AIM: Can you output every line of the items below as a JSON list of strings, with one string per line, blank lines skipped, and the pictures left out?

MATERIAL FOR THIS EXERCISE:
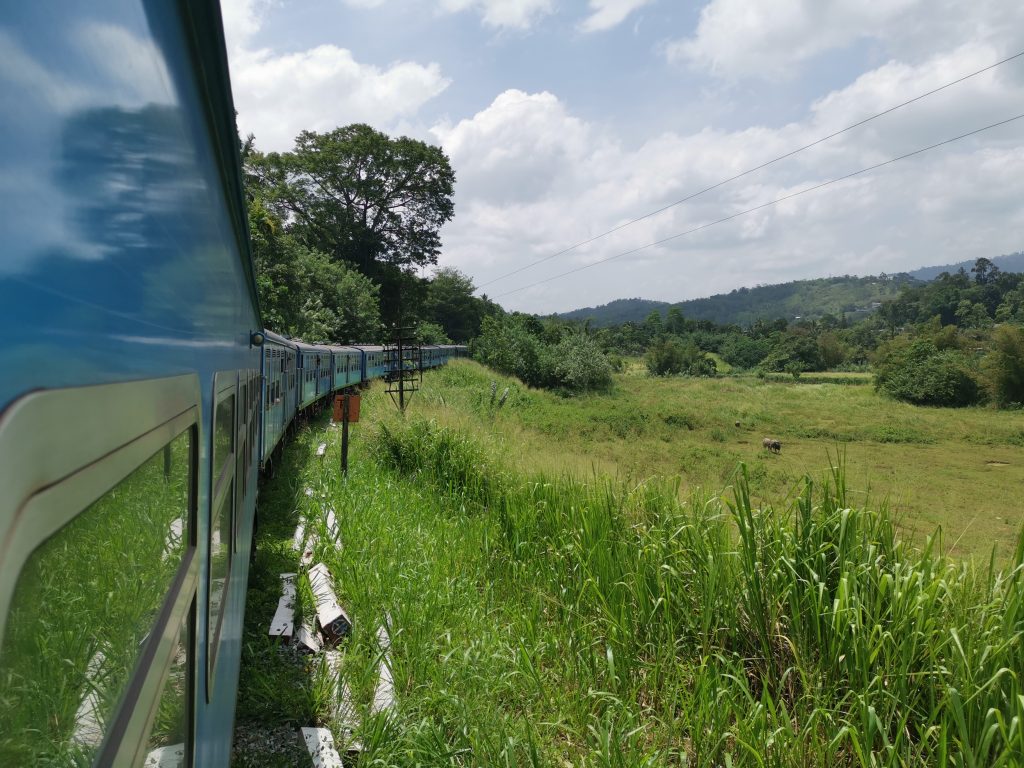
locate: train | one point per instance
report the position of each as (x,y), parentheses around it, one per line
(140,395)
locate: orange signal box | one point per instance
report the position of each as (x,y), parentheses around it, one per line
(353,408)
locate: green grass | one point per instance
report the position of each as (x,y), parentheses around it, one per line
(958,469)
(539,619)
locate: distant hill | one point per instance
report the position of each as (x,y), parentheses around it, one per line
(616,312)
(802,298)
(1013,262)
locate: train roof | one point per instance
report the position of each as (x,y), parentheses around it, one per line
(278,339)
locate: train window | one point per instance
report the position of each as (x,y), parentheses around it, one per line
(82,610)
(169,736)
(223,432)
(220,564)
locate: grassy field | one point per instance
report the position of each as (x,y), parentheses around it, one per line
(961,469)
(545,621)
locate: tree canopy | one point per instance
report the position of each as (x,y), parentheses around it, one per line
(361,197)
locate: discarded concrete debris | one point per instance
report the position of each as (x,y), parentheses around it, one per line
(333,619)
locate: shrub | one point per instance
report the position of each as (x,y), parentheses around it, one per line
(669,356)
(666,357)
(580,365)
(1004,366)
(915,371)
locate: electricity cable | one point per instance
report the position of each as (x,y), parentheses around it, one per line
(766,205)
(753,170)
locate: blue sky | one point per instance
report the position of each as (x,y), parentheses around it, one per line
(564,119)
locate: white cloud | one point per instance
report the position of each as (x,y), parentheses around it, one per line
(750,38)
(280,94)
(534,178)
(608,13)
(243,19)
(519,14)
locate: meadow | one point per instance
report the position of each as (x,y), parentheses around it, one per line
(955,469)
(551,602)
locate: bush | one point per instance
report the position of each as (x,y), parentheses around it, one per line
(666,357)
(506,345)
(915,371)
(514,345)
(670,356)
(580,365)
(1004,366)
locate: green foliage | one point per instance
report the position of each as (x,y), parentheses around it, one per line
(373,203)
(723,633)
(450,302)
(580,365)
(507,345)
(431,333)
(304,294)
(363,197)
(795,351)
(916,371)
(542,355)
(670,356)
(743,351)
(1005,366)
(666,357)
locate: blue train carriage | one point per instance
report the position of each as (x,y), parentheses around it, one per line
(309,373)
(128,467)
(430,356)
(376,361)
(280,372)
(347,367)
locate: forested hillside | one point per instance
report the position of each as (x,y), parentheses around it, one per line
(802,299)
(1012,262)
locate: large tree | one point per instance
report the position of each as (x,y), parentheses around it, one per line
(451,303)
(363,197)
(306,295)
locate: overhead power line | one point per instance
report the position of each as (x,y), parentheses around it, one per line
(749,171)
(765,205)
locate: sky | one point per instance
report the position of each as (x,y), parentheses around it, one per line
(564,119)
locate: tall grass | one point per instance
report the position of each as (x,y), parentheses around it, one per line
(632,629)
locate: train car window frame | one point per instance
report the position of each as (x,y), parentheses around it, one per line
(52,482)
(225,386)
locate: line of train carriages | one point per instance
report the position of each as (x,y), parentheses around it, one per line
(297,376)
(139,396)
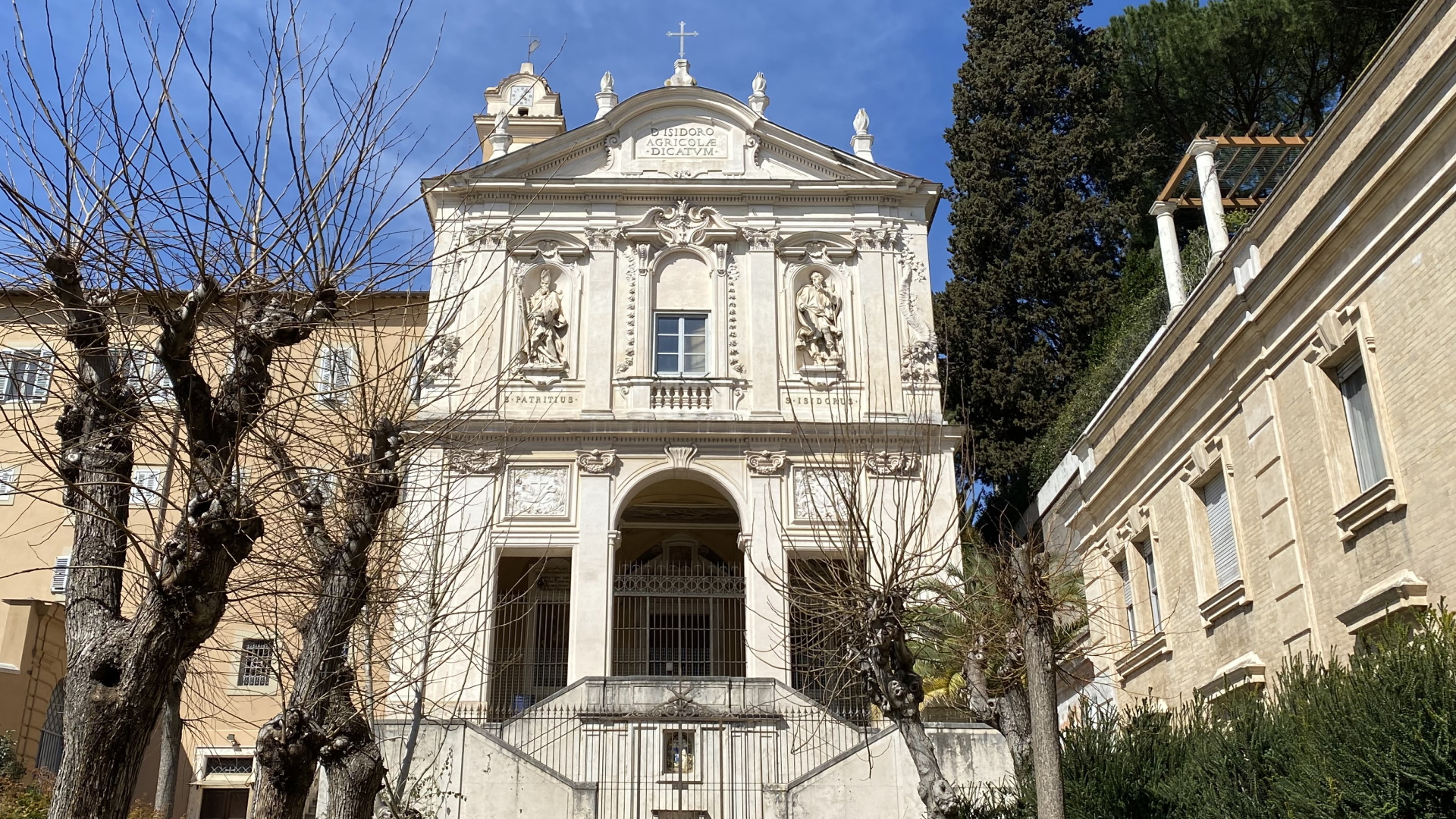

FINAL RESULT:
[
  "locate: train | one point per instance",
  "report the position of each as (x,y), parentheses around it, one per line",
  "(140,395)",
  "locate: orange signal box | one point per instance",
  "report the position of each as (x,y), parentheses around it, one per line",
  "(353,408)",
  "locate: green grass | one point per instance",
  "report the position of each as (x,y), parentheses around it, one per line",
  "(958,469)",
  "(539,619)",
  "locate: distant hill | one point per instance",
  "report the position of each as (x,y), parentheses around it, one per line",
  "(616,312)",
  "(802,298)",
  "(1013,262)",
  "locate: train roof | one point per instance",
  "report the position of each as (x,y), parentheses around it, one per line",
  "(278,339)",
  "locate: train window | one point per instance",
  "report the position of each as (x,y), parentheses around it, one per line",
  "(82,610)",
  "(169,736)",
  "(223,432)",
  "(220,564)",
  "locate: grassy field | one point per instance",
  "report the position of each as (x,y), parentheses around it, one per line",
  "(961,469)",
  "(545,621)",
  "locate: tree canopy | one point per instance",
  "report the position of each as (x,y), parentheses around it, one per line",
  "(361,197)",
  "locate: discarded concrete debris | one point per instance",
  "report the position of each as (x,y), parentheses around it, one per line",
  "(333,619)",
  "locate: shrub | one point per instance",
  "report the position of each as (x,y), parentheses around it, one per line",
  "(669,356)",
  "(666,357)",
  "(580,365)",
  "(1004,366)",
  "(915,371)",
  "locate: electricity cable | one point per instance",
  "report the position of each as (x,y), parentheses around it, one per line",
  "(766,205)",
  "(753,170)",
  "locate: blue sky | one point per instance",
  "report the position of each as (x,y), parentheses around it, one per line",
  "(564,119)",
  "locate: white cloud | one point per instance",
  "report the position of each as (x,y), parentheses around it, one per line",
  "(750,38)",
  "(280,94)",
  "(534,178)",
  "(608,13)",
  "(243,19)",
  "(519,14)",
  "locate: meadow | one point per instance",
  "report the position of each as (x,y), parentheses around it, one per line",
  "(955,469)",
  "(551,602)",
  "locate: bush | one point per instance",
  "report the position of each as (x,y), parentheses around it, one per line",
  "(666,357)",
  "(506,345)",
  "(915,371)",
  "(514,345)",
  "(670,356)",
  "(580,365)",
  "(1004,366)",
  "locate: green foliage | one point per instance",
  "report the position of each as (x,y), parentheses around it, one per line",
  "(373,203)",
  "(723,633)",
  "(450,302)",
  "(580,365)",
  "(507,345)",
  "(431,333)",
  "(304,294)",
  "(363,197)",
  "(795,351)",
  "(916,371)",
  "(542,355)",
  "(670,356)",
  "(743,351)",
  "(1005,366)",
  "(666,357)",
  "locate: blue train carriage | one point per instance",
  "report the position of each as (x,y), parentheses around it, one per line",
  "(309,373)",
  "(128,467)",
  "(430,356)",
  "(376,361)",
  "(280,372)",
  "(347,367)",
  "locate: forested hillside | one point per instance",
  "report the position of each as (x,y), parentheses around it, one per line",
  "(802,299)",
  "(1012,262)",
  "locate: large tree | one point per instance",
  "report the position of each as (x,y), parentheses around it, one per line",
  "(451,303)",
  "(363,197)",
  "(306,295)",
  "locate: overhead power line | one point per instance",
  "report the position of each as (x,y), parentheses around it, one per line",
  "(749,171)",
  "(765,205)",
  "locate: sky | one point per instance",
  "report the position of each as (x,y), parentheses around it, one per line",
  "(564,119)",
  "locate: tall grass | one point per instance",
  "report the position of each as (x,y), parentheses around it, one per line",
  "(632,629)",
  "locate: train car window frame | one point per instance",
  "report the position of each as (x,y), parentheses around it, one per line",
  "(52,482)",
  "(225,386)",
  "locate: line of train carriages | one point per instance",
  "report the position of each as (x,y), parentheses around it, one per line",
  "(297,376)",
  "(139,396)"
]